=== Section Start ===

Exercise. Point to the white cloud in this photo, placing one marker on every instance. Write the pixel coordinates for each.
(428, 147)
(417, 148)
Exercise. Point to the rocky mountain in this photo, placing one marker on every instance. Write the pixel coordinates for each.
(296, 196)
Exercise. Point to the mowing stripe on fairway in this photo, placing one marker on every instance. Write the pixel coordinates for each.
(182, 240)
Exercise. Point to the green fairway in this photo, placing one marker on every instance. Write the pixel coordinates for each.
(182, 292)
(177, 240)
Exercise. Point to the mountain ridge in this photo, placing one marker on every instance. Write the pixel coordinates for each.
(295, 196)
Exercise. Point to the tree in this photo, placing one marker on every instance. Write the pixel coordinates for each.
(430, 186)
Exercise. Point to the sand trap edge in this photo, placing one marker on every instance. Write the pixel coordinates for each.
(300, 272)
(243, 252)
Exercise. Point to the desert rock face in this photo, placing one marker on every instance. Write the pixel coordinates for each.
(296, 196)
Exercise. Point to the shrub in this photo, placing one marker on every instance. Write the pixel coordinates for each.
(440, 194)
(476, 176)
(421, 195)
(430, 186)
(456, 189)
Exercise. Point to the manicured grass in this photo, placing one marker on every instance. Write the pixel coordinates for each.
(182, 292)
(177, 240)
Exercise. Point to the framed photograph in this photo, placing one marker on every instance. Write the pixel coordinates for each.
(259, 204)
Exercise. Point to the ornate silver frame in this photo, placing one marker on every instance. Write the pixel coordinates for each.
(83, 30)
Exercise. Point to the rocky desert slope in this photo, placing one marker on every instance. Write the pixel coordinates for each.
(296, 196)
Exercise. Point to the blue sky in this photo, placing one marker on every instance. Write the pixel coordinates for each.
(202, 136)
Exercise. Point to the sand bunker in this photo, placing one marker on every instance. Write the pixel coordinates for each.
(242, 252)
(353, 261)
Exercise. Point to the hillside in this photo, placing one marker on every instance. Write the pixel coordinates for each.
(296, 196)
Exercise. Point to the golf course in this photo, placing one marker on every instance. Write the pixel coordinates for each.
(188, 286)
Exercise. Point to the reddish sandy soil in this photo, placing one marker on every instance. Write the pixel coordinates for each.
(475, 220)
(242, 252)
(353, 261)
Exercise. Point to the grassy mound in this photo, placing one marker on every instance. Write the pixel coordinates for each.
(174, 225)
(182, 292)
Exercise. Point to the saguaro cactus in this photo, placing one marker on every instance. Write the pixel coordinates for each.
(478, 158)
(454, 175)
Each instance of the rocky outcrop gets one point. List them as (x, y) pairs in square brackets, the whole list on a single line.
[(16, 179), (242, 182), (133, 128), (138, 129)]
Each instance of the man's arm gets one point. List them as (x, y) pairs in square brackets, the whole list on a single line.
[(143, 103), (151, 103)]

=== Section End ===

Please give all the lines above again, exactly as they read.

# Exercise result:
Exercise. Point to the white cloud in this photo, placing one marker on every instance. Write the pixel coordinates for each.
(428, 147)
(417, 148)
Exercise. Point to the rocky mountain in this photo, placing one marker on every instance. Write the pixel coordinates for each.
(296, 196)
Exercise. Point to the mowing stripe on fairway in this photo, placing one marker on every instance. Write the pixel coordinates for each.
(182, 240)
Exercise. Point to the green fairway in this photo, placing one marker on every instance. Write the pixel coordinates for each.
(182, 292)
(177, 240)
Exercise. Point to the mountain ridge in this photo, placing one marker on every instance. Write the pixel coordinates for each.
(295, 196)
Exercise. Point to the tree in this photo, placing one marker on every instance. Write the pixel coordinates for each.
(430, 186)
Exercise. Point to the sand trap edge in this photo, placing one marker on every instance. Write the pixel coordinates for each.
(300, 272)
(243, 252)
Exercise. Point to the desert rock face in this photo, placing one marker on every instance. Write the pixel coordinates for each.
(296, 196)
Exercise. Point to the shrub in this photo, placing one marker on every instance. Write the pixel coordinates for each.
(440, 194)
(476, 176)
(421, 195)
(430, 186)
(456, 189)
Exercise. Point to the manicured grass in this photo, placing one marker on every instance. Write the pixel coordinates for each.
(182, 292)
(177, 240)
Exercise. Point to the framed photograph in this photo, placing one marker on every instance. Write the pixel coordinates for each.
(259, 204)
Exercise. Point to the ornate silver frame in this photo, placing one marker on every instance. Write the pixel coordinates for each.
(83, 30)
Exercise. Point to the rocky desert slope in this photo, placing one marker on every instance. Write the pixel coordinates for each.
(296, 196)
Exercise. Point to the blue sky in this photo, placing one marker on every instance. Write the pixel coordinates for each.
(202, 136)
Exercise. Point to the sand bunker in this photo, placing one marker on every instance. Write the pixel coordinates for each.
(242, 252)
(353, 261)
Exercise. Point to the hillside in this photo, placing one marker on every instance. Write the pixel coordinates for each.
(296, 196)
Exercise. Point to the golf course in this photo, placing one marker on every instance. Write the pixel coordinates for each.
(188, 286)
Exercise. Point to the reddish sandy soil in this photo, placing one marker on every instance. Write the pixel coordinates for each.
(475, 220)
(242, 252)
(353, 261)
Exercise. Point to the grassy mound in this photo, placing one marker on every instance. Write the pixel coordinates for each.
(174, 225)
(182, 292)
Exercise. Point to the saguaro cactus in this photo, placing one marker on every instance. Write the pixel coordinates for each.
(478, 158)
(454, 175)
Each instance of the rocky outcrop gets one point. List them as (x, y) pairs in square brackets, the whole list on a single line.
[(16, 179), (242, 182), (133, 128), (138, 129)]
Each instance of the man's arm gets one point. List them as (x, y) pairs in square brackets, the whole list on a single line.
[(143, 103), (151, 103)]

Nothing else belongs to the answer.